» Required tasks
**A)** Answer these questions using the film review of Justice League: Crisis on Infinite Earths Part Two:
(i) Who voices Supergirl/Harbinger?
(ii) Which earlier film did screenwriter Jim Krieg also write?
(iii) Which merger cut short the creative experiment that the review mentions?
**B)** Reproduce the passage of the film review of Justice League: Crisis on Infinite Earths Part Two from "The Vanishing Act" to "has worn thin.", both included, character for character.

» Document segment
»»

There's a sequence involving Jensen Ackles’ Batman and a group of "orphaned" Bat-family members that really struck me. Jensen Ackles (of Supernatural and The Boys fame) has grown into the cowl remarkably well, giving us a Bruce Wayne who sounds less like a gravel pit and more like a man who hasn't slept since 2011. The way the film frames his isolation against the backdrop of a literal vanishing reality is the highlight of the craft here. However, the action often falls into the trap of "Contemporary Animation Efficiency." We see endless waves of shadow demons—generic, black blobs that don't require much detailed choreography—which makes the stakes feel weirdly low despite the "death of everything" premise. It’s like watching a universe get deleted in real-time while a CEO holds the delete key.
The Middle-Chapter Struggle
If you’ve seen enough trilogies, you know the Second Act Slump. It’s where the "how" and "why" take over, and the "wow" gets sidelined. Screenwriter Jim Krieg (who also penned Batman: Gotham by Gaslight) has the unenviable task of explaining the Monitor’s backstory and Supergirl’s pivotal role while keeping the momentum from Part One. Meg Donnelly voices Supergirl/Harbinger with a sincere vulnerability that anchors the movie, especially when she’s paired with Jonathan Adams’ booming, detached Monitor.
The problem is that the film spends a lot of time in flashbacks. We get a long look at the Monitor’s origin, which, while interesting for lore-hounds, feels like a momentum killer when the literal end of the world is happening outside. I found myself checking the progress bar, not because I was bored, but because the pacing felt like a series of fits and starts. One minute we’re seeing Stana Katic's Wonder Woman lead a desperate charge, and the next we’re back in a quiet room discussing cosmic bureaucracy. It’s the cinematic equivalent of a high-speed chase that keeps hitting red lights.
The Vanishing Act of the Direct-to-Video Era
There was a time when these DC animated films felt like the vanguard of the genre. Before the MCU took over the world, movies like Justice League: Doom or Under the Red Hood were where the real "adult" superhero storytelling lived. Now, in 2024, Crisis Part Two feels a bit like a relic. It’s a high-quality production, sure, but it’s released into a market that is utterly exhausted by multiverses. Between Spider-Man: Across the Spider-Verse and the live-action The Flash (2023), the novelty of seeing Darren Criss’ Superman meet an alternate version of himself has worn thin.
What makes this specific film an "obscure" curiosity for future film historians is its context. It is the penultimate breath of a specific creative experiment that was cut short by the Warner Bros. Discovery merger. You can see the seams where the story was likely condensed. Yet, there’s a charm to its grimness. It doesn't have the "whedonesque" quips that defined the last decade of superhero cinema; it’s a tragedy, and it treats its characters with a level of respect that I appreciated. When Gideon Adlon’s Batgirl enters the fray, there’s no winking at the camera—just the desperate, frantic energy of a hero who knows she’s probably not going to make it to Part Three.
Ultimately, Justice League: Crisis on Infinite Earths Part Two is for the fans who have already bought the ticket and are committed to the ride. It’s a bridge between a solid beginning and an uncertain end, hampered by the very "franchise fatigue" it’s trying to overcome. If you’re a completionist, the character beats for Batman and Supergirl are worth the price of admission. Just don’t expect a definitive conclusion—this is a movie that knows its primary job is to set the stage for one last goodbye.

««

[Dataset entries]
»»

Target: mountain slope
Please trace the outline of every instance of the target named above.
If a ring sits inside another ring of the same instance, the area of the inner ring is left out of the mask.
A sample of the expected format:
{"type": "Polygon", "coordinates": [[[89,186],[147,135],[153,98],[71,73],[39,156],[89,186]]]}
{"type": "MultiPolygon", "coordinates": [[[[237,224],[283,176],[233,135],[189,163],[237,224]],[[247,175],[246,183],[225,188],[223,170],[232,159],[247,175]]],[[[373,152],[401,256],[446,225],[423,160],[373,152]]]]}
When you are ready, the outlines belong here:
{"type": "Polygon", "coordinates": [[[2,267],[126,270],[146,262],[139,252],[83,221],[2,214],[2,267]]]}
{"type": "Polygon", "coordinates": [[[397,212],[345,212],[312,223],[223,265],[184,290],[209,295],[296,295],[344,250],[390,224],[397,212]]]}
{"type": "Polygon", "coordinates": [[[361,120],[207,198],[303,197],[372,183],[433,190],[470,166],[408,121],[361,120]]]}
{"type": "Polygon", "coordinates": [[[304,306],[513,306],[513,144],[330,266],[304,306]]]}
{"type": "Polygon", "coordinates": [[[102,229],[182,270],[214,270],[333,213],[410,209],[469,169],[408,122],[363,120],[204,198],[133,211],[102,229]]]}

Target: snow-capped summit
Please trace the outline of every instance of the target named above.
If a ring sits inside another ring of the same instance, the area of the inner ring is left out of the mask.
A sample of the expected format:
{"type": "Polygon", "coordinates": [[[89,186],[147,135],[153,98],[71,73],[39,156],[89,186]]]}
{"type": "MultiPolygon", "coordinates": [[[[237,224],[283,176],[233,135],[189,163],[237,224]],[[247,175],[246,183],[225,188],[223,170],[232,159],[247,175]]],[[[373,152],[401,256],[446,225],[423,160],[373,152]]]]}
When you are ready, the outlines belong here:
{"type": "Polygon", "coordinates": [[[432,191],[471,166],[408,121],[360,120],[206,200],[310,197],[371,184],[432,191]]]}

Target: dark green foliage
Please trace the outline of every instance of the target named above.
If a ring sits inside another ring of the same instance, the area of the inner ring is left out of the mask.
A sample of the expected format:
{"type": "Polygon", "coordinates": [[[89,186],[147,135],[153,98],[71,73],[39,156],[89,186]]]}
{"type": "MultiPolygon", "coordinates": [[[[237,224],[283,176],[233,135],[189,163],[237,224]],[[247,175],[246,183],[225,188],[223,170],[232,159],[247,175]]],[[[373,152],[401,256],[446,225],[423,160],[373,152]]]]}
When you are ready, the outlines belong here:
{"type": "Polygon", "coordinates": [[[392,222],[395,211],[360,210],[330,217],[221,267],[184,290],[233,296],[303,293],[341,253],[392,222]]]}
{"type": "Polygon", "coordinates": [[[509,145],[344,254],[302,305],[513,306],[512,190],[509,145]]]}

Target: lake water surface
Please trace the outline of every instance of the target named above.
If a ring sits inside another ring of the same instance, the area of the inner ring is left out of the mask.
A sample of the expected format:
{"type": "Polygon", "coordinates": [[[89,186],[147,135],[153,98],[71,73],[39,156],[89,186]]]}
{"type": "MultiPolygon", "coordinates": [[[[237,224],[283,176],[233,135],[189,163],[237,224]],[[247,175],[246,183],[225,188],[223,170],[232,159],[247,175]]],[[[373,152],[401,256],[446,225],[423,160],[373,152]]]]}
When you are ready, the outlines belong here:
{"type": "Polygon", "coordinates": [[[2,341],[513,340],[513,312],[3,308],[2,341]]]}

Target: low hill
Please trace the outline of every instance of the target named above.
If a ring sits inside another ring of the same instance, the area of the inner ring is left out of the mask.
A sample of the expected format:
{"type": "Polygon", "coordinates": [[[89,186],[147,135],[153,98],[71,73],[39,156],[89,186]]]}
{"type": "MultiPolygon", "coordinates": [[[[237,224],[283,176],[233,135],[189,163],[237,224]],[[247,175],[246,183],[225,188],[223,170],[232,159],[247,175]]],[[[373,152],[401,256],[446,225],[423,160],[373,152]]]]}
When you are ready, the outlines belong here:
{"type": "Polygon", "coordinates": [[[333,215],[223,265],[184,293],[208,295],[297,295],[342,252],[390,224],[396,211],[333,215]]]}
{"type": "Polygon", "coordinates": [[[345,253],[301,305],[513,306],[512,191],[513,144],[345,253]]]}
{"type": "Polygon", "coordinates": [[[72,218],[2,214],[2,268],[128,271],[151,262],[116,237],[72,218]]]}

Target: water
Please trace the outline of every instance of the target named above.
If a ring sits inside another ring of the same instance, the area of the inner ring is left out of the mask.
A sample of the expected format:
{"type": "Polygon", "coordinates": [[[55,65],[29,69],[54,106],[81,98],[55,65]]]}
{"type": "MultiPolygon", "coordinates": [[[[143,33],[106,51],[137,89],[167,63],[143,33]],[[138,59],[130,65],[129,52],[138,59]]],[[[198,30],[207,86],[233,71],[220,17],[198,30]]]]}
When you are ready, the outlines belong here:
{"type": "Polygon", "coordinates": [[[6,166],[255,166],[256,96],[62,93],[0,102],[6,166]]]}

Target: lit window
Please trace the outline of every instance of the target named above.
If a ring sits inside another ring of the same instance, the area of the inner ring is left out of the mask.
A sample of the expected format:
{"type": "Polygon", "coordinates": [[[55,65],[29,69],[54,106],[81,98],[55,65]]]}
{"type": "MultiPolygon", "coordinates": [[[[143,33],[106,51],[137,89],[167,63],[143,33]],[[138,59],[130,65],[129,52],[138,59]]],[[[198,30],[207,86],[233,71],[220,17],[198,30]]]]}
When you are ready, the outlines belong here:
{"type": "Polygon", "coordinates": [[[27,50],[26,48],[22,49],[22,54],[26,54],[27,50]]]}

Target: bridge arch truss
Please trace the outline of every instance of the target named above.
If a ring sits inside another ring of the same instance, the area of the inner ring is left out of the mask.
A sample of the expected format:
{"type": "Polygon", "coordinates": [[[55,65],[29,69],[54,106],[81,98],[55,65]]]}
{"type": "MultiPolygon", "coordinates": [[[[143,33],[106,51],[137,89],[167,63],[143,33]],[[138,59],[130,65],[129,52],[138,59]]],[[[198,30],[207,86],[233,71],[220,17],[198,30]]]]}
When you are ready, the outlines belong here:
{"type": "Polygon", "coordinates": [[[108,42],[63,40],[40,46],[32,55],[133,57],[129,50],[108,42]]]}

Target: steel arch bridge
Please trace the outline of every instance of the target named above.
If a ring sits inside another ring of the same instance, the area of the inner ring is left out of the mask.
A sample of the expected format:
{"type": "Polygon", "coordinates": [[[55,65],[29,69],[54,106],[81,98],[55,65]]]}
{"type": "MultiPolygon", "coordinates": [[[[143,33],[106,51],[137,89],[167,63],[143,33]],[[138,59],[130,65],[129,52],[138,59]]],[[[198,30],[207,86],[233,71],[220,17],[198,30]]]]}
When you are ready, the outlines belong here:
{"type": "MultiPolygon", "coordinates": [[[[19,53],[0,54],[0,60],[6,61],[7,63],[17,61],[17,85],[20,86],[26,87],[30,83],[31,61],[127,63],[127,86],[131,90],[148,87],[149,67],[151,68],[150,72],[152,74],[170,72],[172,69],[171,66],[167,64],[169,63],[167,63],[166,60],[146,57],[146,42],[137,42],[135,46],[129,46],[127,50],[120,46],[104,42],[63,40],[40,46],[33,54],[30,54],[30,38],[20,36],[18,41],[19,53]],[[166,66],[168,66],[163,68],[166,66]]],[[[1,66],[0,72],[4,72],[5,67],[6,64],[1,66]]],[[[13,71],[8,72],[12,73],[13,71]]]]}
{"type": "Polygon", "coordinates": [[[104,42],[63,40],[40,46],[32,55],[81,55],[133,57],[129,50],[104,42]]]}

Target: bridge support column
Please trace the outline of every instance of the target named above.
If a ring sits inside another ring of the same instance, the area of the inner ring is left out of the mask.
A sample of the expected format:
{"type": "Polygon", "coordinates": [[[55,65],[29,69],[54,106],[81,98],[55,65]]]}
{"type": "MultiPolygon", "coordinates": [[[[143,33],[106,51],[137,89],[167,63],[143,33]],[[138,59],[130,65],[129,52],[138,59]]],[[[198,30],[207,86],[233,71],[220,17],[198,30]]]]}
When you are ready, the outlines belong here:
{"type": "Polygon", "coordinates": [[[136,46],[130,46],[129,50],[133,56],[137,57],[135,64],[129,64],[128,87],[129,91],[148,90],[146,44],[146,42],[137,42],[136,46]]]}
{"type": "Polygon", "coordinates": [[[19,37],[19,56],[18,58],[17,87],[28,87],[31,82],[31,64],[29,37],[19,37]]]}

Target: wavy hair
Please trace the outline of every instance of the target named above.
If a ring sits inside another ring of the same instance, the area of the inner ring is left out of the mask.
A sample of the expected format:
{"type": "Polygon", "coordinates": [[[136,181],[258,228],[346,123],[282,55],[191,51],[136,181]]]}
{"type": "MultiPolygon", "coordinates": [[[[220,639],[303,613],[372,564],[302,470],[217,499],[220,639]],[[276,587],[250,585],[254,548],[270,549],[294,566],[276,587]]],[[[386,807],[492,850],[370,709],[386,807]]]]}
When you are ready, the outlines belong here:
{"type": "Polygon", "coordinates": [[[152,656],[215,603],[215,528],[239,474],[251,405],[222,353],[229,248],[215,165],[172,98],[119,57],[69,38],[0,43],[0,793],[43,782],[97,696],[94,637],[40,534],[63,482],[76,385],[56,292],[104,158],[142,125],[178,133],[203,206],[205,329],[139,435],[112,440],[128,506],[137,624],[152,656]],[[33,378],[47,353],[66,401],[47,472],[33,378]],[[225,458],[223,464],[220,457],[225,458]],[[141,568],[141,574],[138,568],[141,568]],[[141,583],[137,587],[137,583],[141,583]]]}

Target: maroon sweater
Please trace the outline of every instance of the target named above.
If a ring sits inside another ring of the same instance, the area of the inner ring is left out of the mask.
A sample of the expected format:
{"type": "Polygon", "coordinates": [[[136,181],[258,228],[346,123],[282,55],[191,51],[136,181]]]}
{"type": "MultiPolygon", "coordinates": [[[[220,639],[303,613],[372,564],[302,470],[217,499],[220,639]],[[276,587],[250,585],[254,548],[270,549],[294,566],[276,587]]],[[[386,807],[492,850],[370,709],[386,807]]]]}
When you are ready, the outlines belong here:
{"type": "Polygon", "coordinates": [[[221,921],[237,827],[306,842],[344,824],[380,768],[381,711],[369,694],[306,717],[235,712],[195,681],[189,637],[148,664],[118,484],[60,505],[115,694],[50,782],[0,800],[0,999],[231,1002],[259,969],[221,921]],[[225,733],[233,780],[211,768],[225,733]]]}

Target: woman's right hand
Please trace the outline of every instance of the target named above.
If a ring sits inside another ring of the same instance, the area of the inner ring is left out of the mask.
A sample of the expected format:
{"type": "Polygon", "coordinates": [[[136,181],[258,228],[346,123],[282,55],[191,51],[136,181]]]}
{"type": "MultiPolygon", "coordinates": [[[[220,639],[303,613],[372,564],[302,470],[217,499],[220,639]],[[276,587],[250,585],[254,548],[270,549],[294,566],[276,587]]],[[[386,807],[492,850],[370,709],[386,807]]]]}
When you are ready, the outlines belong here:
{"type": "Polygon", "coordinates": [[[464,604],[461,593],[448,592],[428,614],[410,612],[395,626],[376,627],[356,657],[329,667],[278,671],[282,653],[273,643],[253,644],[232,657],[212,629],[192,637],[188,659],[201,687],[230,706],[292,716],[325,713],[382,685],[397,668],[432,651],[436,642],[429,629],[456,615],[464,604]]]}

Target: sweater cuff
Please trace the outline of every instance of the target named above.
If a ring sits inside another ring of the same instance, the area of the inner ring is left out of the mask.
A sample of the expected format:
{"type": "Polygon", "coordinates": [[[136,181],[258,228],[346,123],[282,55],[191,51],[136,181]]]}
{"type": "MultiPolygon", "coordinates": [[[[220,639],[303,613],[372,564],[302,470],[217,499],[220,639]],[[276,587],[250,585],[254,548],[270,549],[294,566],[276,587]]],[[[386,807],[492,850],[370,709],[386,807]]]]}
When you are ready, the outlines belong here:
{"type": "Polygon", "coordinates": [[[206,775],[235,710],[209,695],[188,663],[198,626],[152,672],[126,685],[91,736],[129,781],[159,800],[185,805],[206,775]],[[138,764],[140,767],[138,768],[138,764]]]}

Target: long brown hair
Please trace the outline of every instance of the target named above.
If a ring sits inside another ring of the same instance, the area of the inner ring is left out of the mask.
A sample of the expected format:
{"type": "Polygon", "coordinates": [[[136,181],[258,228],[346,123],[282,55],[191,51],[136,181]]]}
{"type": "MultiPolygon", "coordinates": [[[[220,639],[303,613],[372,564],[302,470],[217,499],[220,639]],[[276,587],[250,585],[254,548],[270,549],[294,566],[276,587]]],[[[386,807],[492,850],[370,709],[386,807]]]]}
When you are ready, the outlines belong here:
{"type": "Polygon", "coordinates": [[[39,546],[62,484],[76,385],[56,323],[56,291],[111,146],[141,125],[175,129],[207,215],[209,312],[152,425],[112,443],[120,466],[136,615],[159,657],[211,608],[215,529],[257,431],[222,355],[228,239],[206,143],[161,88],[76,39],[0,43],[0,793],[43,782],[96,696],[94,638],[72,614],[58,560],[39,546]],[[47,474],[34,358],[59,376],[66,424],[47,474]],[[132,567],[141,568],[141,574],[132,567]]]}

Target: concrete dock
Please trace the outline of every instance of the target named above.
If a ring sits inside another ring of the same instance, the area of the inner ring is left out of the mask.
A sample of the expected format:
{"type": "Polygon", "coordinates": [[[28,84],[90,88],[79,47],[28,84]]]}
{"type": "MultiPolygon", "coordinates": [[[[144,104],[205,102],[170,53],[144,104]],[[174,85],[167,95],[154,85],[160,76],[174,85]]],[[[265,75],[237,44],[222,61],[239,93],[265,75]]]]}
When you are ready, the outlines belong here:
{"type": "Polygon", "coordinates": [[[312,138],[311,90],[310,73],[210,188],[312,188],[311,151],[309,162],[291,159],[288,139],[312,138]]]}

««

» Final answers
**A)**
(i) Meg Donnelly
(ii) Batman: Gotham by Gaslight
(iii) The Warner Bros. Discovery merger

**B)**
The Vanishing Act of the Direct-to-Video Era
There was a time when these DC animated films felt like the vanguard of the genre. Before the MCU took over the world, movies like Justice League: Doom or Under the Red Hood were where the real "adult" superhero storytelling lived. Now, in 2024, Crisis Part Two feels a bit like a relic. It’s a high-quality production, sure, but it’s released into a market that is utterly exhausted by multiverses. Between Spider-Man: Across the Spider-Verse and the live-action The Flash (2023), the novelty of seeing Darren Criss’ Superman meet an alternate version of himself has worn thin.